BEGIN Entries shown
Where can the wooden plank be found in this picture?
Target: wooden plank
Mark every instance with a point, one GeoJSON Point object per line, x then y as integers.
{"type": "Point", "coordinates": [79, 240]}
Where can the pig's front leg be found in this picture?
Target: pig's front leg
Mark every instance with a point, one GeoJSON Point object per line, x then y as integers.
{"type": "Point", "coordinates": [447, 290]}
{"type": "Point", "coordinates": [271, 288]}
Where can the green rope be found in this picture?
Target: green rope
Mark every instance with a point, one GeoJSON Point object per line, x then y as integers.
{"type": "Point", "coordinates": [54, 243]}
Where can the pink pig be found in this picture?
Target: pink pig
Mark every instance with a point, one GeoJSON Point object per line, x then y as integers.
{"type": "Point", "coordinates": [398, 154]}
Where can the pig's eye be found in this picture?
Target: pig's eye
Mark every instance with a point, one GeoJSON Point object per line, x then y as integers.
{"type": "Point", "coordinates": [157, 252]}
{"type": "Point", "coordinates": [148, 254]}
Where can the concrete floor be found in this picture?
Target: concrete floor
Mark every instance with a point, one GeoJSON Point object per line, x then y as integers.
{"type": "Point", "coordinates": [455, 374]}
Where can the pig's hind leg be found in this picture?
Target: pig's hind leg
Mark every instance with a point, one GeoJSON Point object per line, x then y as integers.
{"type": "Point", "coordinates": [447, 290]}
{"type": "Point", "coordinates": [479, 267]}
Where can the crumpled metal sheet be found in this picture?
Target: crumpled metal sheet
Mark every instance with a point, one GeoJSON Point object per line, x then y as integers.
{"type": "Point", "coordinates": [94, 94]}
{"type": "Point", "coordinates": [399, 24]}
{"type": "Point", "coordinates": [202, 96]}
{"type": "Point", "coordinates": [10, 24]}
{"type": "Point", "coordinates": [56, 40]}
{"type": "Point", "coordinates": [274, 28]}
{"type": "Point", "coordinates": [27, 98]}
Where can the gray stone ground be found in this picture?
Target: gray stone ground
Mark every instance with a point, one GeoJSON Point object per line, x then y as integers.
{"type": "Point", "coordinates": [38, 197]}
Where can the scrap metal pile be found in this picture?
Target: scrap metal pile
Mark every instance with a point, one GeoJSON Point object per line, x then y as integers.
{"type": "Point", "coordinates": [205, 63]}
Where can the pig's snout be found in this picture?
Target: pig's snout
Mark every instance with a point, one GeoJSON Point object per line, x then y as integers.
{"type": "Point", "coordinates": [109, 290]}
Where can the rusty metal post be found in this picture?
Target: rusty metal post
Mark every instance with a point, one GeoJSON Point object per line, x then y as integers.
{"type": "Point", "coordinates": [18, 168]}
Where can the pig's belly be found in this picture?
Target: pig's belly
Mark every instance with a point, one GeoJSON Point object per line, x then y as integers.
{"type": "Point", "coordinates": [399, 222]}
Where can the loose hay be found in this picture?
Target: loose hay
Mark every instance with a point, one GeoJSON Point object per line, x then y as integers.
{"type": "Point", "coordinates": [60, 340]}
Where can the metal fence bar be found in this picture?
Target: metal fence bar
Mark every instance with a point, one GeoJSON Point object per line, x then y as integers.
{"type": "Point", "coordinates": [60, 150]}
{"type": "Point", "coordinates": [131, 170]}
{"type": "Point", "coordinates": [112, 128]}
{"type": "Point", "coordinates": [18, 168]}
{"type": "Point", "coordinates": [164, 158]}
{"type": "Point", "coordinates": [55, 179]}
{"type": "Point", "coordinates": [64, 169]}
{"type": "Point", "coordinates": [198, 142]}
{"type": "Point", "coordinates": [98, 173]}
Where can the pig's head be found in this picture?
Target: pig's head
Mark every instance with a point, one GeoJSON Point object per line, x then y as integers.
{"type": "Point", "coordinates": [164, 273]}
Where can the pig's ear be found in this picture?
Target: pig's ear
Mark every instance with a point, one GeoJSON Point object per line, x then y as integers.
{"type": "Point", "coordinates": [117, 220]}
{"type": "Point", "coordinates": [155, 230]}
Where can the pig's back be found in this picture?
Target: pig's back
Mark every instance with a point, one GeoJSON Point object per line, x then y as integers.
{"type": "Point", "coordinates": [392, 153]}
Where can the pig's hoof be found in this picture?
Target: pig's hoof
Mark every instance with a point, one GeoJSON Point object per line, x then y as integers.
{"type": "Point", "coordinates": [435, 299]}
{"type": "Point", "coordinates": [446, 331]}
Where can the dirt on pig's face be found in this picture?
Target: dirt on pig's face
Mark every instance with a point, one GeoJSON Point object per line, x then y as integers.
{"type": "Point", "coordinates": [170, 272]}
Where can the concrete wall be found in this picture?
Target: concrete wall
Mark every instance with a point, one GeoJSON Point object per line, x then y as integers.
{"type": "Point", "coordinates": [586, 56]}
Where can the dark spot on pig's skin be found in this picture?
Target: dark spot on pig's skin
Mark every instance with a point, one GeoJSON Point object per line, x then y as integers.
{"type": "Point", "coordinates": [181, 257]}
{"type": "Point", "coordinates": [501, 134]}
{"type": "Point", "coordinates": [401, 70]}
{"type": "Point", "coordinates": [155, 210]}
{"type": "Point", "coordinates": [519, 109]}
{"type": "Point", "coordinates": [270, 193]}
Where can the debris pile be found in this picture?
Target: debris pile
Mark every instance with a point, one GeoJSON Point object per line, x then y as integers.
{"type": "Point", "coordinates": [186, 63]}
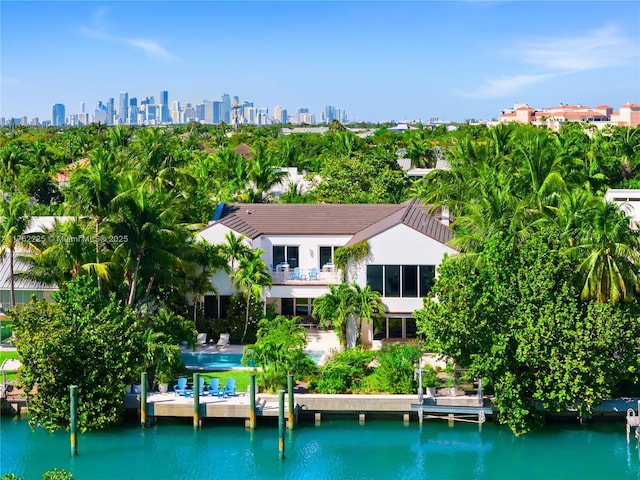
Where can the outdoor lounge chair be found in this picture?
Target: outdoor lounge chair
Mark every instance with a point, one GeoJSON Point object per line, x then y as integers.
{"type": "Point", "coordinates": [313, 274]}
{"type": "Point", "coordinates": [296, 275]}
{"type": "Point", "coordinates": [223, 341]}
{"type": "Point", "coordinates": [181, 387]}
{"type": "Point", "coordinates": [214, 387]}
{"type": "Point", "coordinates": [202, 391]}
{"type": "Point", "coordinates": [230, 388]}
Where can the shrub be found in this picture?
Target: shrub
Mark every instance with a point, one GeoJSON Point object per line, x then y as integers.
{"type": "Point", "coordinates": [395, 370]}
{"type": "Point", "coordinates": [345, 371]}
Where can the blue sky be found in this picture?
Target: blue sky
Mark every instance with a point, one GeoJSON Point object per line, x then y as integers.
{"type": "Point", "coordinates": [377, 60]}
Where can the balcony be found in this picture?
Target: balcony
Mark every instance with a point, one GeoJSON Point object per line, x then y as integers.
{"type": "Point", "coordinates": [284, 275]}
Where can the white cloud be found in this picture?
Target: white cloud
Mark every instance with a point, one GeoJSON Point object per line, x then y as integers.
{"type": "Point", "coordinates": [504, 86]}
{"type": "Point", "coordinates": [554, 57]}
{"type": "Point", "coordinates": [149, 47]}
{"type": "Point", "coordinates": [601, 48]}
{"type": "Point", "coordinates": [9, 80]}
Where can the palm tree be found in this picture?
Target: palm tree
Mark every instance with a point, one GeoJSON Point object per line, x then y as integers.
{"type": "Point", "coordinates": [334, 309]}
{"type": "Point", "coordinates": [59, 254]}
{"type": "Point", "coordinates": [369, 308]}
{"type": "Point", "coordinates": [14, 219]}
{"type": "Point", "coordinates": [607, 251]}
{"type": "Point", "coordinates": [234, 250]}
{"type": "Point", "coordinates": [91, 190]}
{"type": "Point", "coordinates": [250, 279]}
{"type": "Point", "coordinates": [148, 235]}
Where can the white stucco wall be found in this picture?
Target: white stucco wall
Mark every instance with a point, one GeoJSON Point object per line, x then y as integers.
{"type": "Point", "coordinates": [400, 245]}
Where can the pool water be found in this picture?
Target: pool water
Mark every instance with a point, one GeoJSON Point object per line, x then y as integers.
{"type": "Point", "coordinates": [337, 449]}
{"type": "Point", "coordinates": [225, 361]}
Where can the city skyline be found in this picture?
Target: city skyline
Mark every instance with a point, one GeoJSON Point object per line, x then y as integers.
{"type": "Point", "coordinates": [378, 61]}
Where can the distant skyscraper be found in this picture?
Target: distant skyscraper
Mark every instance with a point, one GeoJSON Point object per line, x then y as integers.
{"type": "Point", "coordinates": [133, 111]}
{"type": "Point", "coordinates": [111, 111]}
{"type": "Point", "coordinates": [330, 114]}
{"type": "Point", "coordinates": [57, 115]}
{"type": "Point", "coordinates": [123, 108]}
{"type": "Point", "coordinates": [225, 114]}
{"type": "Point", "coordinates": [163, 113]}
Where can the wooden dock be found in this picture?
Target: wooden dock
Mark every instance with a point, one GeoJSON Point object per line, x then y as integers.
{"type": "Point", "coordinates": [313, 405]}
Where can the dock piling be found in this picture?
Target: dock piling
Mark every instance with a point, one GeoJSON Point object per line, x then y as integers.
{"type": "Point", "coordinates": [196, 400]}
{"type": "Point", "coordinates": [143, 399]}
{"type": "Point", "coordinates": [281, 424]}
{"type": "Point", "coordinates": [252, 401]}
{"type": "Point", "coordinates": [73, 394]}
{"type": "Point", "coordinates": [291, 421]}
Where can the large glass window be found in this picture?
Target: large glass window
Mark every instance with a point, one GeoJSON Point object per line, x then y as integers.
{"type": "Point", "coordinates": [278, 254]}
{"type": "Point", "coordinates": [216, 306]}
{"type": "Point", "coordinates": [392, 281]}
{"type": "Point", "coordinates": [375, 275]}
{"type": "Point", "coordinates": [427, 275]}
{"type": "Point", "coordinates": [326, 255]}
{"type": "Point", "coordinates": [286, 253]}
{"type": "Point", "coordinates": [409, 281]}
{"type": "Point", "coordinates": [287, 306]}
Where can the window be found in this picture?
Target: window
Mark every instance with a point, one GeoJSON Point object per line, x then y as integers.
{"type": "Point", "coordinates": [427, 275]}
{"type": "Point", "coordinates": [375, 275]}
{"type": "Point", "coordinates": [392, 281]}
{"type": "Point", "coordinates": [216, 306]}
{"type": "Point", "coordinates": [408, 281]}
{"type": "Point", "coordinates": [287, 254]}
{"type": "Point", "coordinates": [287, 306]}
{"type": "Point", "coordinates": [326, 255]}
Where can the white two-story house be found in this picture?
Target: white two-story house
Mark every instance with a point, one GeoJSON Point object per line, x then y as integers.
{"type": "Point", "coordinates": [406, 245]}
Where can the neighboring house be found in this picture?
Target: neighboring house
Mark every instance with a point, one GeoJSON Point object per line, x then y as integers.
{"type": "Point", "coordinates": [406, 246]}
{"type": "Point", "coordinates": [629, 202]}
{"type": "Point", "coordinates": [23, 287]}
{"type": "Point", "coordinates": [554, 117]}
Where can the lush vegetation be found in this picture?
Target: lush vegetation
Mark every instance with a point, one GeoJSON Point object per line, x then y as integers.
{"type": "Point", "coordinates": [389, 370]}
{"type": "Point", "coordinates": [92, 341]}
{"type": "Point", "coordinates": [542, 301]}
{"type": "Point", "coordinates": [278, 352]}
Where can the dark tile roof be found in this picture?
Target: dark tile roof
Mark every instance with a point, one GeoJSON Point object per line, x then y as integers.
{"type": "Point", "coordinates": [359, 220]}
{"type": "Point", "coordinates": [414, 215]}
{"type": "Point", "coordinates": [19, 282]}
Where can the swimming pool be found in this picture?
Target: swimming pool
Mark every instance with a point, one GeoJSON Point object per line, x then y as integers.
{"type": "Point", "coordinates": [226, 361]}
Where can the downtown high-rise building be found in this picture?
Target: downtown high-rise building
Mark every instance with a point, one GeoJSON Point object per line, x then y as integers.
{"type": "Point", "coordinates": [123, 108]}
{"type": "Point", "coordinates": [57, 115]}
END Entries shown
Return, line for line and unchanged, the data from its first line through the line containing "Target: pink pig".

Where can the wooden plank be found in this picture?
Target: wooden plank
Mark every instance with a point, one GeoJSON Point object per line, x then y as integers.
{"type": "Point", "coordinates": [79, 240]}
Where can the pig's front leg be found in this picture?
Target: pig's front leg
Mark every instance with a point, one GeoJSON Point object per line, x then y as integers.
{"type": "Point", "coordinates": [447, 290]}
{"type": "Point", "coordinates": [271, 288]}
Where can the green rope be found in this picture?
Target: green rope
Mark every instance with a point, one GeoJSON Point object per line, x then y as integers.
{"type": "Point", "coordinates": [54, 243]}
Where can the pink pig be found in this picture?
Target: pink pig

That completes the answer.